__Items from a data source__
----
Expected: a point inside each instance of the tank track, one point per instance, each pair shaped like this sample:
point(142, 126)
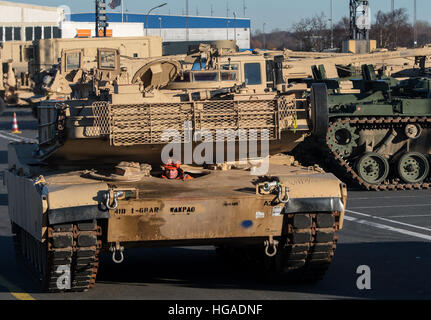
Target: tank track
point(304, 253)
point(308, 247)
point(345, 168)
point(74, 245)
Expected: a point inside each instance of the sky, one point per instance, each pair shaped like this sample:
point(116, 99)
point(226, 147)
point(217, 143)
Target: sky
point(276, 14)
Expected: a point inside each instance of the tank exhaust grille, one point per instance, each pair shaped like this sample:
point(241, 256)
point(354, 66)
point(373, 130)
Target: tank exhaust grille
point(129, 125)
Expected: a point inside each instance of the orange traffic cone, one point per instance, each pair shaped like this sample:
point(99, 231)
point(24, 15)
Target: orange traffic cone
point(15, 125)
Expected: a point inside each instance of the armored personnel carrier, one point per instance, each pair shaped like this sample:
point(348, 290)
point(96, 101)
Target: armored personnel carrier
point(94, 183)
point(378, 137)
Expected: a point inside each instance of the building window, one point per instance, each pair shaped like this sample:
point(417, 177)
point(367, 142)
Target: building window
point(8, 34)
point(47, 32)
point(252, 73)
point(37, 33)
point(107, 59)
point(17, 34)
point(56, 32)
point(28, 33)
point(73, 60)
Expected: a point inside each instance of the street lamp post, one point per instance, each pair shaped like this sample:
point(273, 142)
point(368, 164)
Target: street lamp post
point(332, 25)
point(148, 13)
point(415, 28)
point(234, 25)
point(160, 21)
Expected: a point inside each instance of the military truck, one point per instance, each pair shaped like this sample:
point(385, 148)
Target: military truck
point(378, 137)
point(27, 66)
point(15, 81)
point(93, 181)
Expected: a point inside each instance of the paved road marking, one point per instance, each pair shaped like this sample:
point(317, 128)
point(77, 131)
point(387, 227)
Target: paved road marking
point(411, 216)
point(15, 290)
point(399, 206)
point(385, 227)
point(16, 138)
point(389, 220)
point(389, 197)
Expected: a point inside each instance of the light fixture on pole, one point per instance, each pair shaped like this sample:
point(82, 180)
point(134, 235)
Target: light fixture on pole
point(160, 21)
point(234, 25)
point(415, 27)
point(148, 13)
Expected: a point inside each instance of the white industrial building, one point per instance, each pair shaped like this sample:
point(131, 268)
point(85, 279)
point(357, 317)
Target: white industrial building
point(24, 22)
point(30, 22)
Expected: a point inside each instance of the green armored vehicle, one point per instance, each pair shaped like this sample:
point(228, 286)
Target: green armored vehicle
point(96, 179)
point(378, 137)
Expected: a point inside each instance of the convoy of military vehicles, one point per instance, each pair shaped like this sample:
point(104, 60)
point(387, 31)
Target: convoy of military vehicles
point(112, 111)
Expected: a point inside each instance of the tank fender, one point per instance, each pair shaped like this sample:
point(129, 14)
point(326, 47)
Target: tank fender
point(74, 214)
point(297, 205)
point(76, 202)
point(314, 193)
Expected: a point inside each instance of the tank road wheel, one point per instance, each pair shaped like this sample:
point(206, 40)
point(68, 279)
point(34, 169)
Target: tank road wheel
point(413, 167)
point(319, 109)
point(70, 249)
point(373, 168)
point(341, 137)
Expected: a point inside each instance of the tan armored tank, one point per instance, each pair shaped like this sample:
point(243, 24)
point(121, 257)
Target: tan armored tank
point(102, 176)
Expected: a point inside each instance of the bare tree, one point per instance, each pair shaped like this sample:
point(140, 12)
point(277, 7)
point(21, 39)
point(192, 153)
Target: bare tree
point(312, 34)
point(392, 29)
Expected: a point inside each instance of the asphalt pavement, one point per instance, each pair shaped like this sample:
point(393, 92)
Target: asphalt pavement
point(389, 232)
----
__What you need to do__
Can you rewrite every line from the start of the items through the line containing "point(276, 14)", inclusive, with the requests kept and 44 added to each coordinate in the answer points only, leaving the requests and their sample points unchanged? Leave the pictures out of your answer.

__The solution__
Expected: a point inside each instance of the tank track, one point per instance, each pair shaped like this sample:
point(142, 126)
Target: tank track
point(348, 297)
point(352, 291)
point(389, 212)
point(118, 289)
Expected: a point inside each instance of the sky, one point per instance, each pair shaped like this sample:
point(116, 99)
point(226, 147)
point(217, 143)
Target: sky
point(320, 58)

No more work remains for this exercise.